■ **WHAT THE EXERCISE ASKS**
Your task is to repeat the entries word for word while leaving out the pictures.

------ MATERIAL FOR THIS TASK

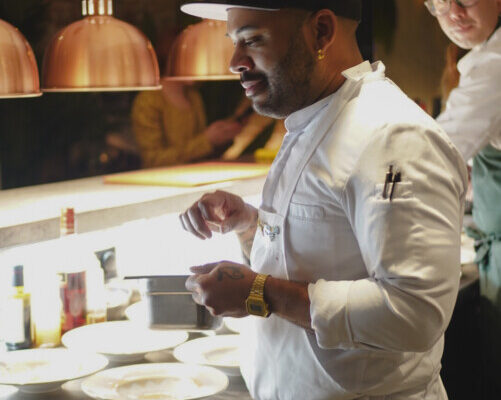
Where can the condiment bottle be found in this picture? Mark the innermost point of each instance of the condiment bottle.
(46, 307)
(17, 319)
(71, 272)
(96, 295)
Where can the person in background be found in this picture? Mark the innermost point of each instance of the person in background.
(472, 119)
(170, 125)
(355, 249)
(450, 74)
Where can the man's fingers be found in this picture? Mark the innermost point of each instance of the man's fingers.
(187, 226)
(196, 220)
(203, 269)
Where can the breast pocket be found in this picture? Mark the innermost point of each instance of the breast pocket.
(306, 212)
(402, 190)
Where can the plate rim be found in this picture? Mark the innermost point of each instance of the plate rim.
(70, 334)
(91, 393)
(99, 359)
(189, 343)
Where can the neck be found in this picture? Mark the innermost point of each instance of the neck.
(333, 74)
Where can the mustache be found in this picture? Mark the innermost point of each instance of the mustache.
(251, 76)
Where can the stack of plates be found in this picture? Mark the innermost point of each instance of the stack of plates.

------------

■ **EXPECTED OUTPUT**
Where can the condiment bottle be found in this picture? Mark the innermost point of each instance of the condiment bottle.
(46, 307)
(17, 319)
(71, 272)
(96, 295)
Where can the person in background be found in this picture? Mark the innermost point of each instance of the person in background.
(472, 119)
(170, 125)
(355, 249)
(450, 74)
Where can the man's fingers be found in this picture? Mark the innermost point of each instance of the man's fingers.
(187, 226)
(196, 220)
(203, 269)
Where can the breast pocket be found in this picture? Mark the innermost point of each instance of the breast pocket.
(306, 212)
(402, 190)
Where can the plate rim be found in this picture? Mark the innermost point of each instance of the plate rim.
(70, 334)
(91, 393)
(99, 359)
(189, 343)
Where can the neck be found in this picture? Mark the innermost point of each instance of the neck.
(333, 74)
Where can the mustache be found in this picture? Mark the innermost point of each instance of the mustache.
(251, 76)
Where can the stack of plates be found in this picture? Mark the innermost point of each instance of the stack of plates.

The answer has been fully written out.